A Lausanne, Olivier Sillig peint, dessine, filme, crée des objets étranges. Surtout, cet informaticien écrit. Quatre romans publiés témoignent d'une œuvre en attente d'éditeur. 

Isabelle Rüf     

Olivier Sillig supporte mal l'inactivité. Alors il crée et il bricole : des livres, des films, des photos et des dessins, des mises en scène, des lampes, des petits bateaux fantômes qu'on peut visiter sur son site (http ://www.perso.ch/olivier...). Et des enfants, deux filles maintenant grandes : «C'est ce que j'ai le mieux aimé faire. C'était facile, toujours. Les enfants vous obligent à devenir adulte.» Longtemps, il a erré sur des sentiers de traverse : l'Ecole nouvelle qui a accueilli cet élève dysorthographique, un an de formation aux beaux-arts à Londres, des études de psychologie à Genève et à Aix.

Enregistrements sources:
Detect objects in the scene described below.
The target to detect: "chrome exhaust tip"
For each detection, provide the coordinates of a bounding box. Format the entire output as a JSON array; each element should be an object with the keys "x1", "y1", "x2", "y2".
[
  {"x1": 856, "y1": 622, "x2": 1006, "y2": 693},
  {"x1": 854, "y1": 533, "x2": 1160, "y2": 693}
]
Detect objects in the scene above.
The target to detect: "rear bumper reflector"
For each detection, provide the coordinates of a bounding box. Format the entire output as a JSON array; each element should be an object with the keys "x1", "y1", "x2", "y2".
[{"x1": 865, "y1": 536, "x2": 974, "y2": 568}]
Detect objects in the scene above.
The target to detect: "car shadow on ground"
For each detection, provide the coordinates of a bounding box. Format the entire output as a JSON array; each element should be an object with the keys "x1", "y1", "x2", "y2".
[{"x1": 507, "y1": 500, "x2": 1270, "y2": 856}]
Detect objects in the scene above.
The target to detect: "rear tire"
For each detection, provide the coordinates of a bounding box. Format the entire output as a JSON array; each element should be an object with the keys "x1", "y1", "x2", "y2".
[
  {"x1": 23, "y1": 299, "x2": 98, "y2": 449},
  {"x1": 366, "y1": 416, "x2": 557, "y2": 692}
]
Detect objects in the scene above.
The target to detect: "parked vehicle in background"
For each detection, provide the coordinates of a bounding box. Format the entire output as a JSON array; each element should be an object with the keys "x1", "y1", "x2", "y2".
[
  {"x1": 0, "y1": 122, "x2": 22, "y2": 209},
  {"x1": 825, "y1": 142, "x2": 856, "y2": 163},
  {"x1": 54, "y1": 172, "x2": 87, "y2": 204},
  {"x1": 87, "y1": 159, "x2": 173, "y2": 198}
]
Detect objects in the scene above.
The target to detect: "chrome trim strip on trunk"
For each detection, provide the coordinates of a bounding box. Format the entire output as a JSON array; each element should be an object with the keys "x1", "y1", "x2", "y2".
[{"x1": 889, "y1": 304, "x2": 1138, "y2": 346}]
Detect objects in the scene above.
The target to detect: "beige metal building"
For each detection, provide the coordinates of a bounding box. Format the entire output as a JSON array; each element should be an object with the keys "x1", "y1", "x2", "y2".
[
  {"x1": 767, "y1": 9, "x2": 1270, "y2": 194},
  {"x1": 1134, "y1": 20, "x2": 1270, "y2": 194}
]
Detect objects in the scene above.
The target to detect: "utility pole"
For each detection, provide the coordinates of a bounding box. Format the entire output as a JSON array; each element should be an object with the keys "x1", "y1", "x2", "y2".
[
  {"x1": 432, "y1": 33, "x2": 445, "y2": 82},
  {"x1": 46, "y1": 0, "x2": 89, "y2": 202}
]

> [Travail à faire]:
A) Relevez chaque ligne des entrées où figure la chaîne « chrome ».
B) Poursuivez le texte sur Olivier Sillig après sa dernière phrase.
Le texte et les entrées ne proviennent pas de la même source.

> [Réponses dans l'ordre]:
A)
The target to detect: "chrome exhaust tip"
The target to detect: "chrome trim strip on trunk"

B)
Après quelques mois de pratique, il a compris que sa vocation n'était pas de «martyriser les petits enfants» pour les plier à des schémas préconçus. Ce fils d'architecte s'est tourné vers les ordinateurs. La Bibliothèque cantonale et universitaire de Lausanne s'informatisait : il a travaillé à l'établissement du programme Sibil, entre 1980 et 1994. Activités professionnelles qu'il interrompait d'années sabbatiques pour monter des spectacles avec sa femme italienne et ses filles, tourner des courts métrages, peindre et écrire, surtout, écrire. La petite étagère qui soutient ses œuvres provisoirement complètes ne comprend que quatre titres et des ouvrages collectifs (textes érotiques, nouvelles policières...). Mais Olivier Sillig a en réserve une dizaine de titres en quête d'éditeurs.
Le premier roman publié s'intitule Bzjeurd (L'Atalante, 1995, repris en Folio SF). Cataloguée science-fiction, cette œuvre étonnante n'entre dans aucune catégorie : «J'aime inventer mes univers», dit l'auteur. La Marche du loup donne l'élan aux Editions Encre fraîche, qui inaugurent leur maison en 2004 avec ce remarquable roman pseudo-historique dont le héros est un enfant sauvage. Et récidivent en 2006 avec Deux Bons Bougres, un manuscrit qui attendait son tour depuis 16 ans. Entre deux, les Editions H & O publient une manière de polar, Je dis tue à tous ceux que j'aime. Olivier Sillig subvertit les genres littéraires.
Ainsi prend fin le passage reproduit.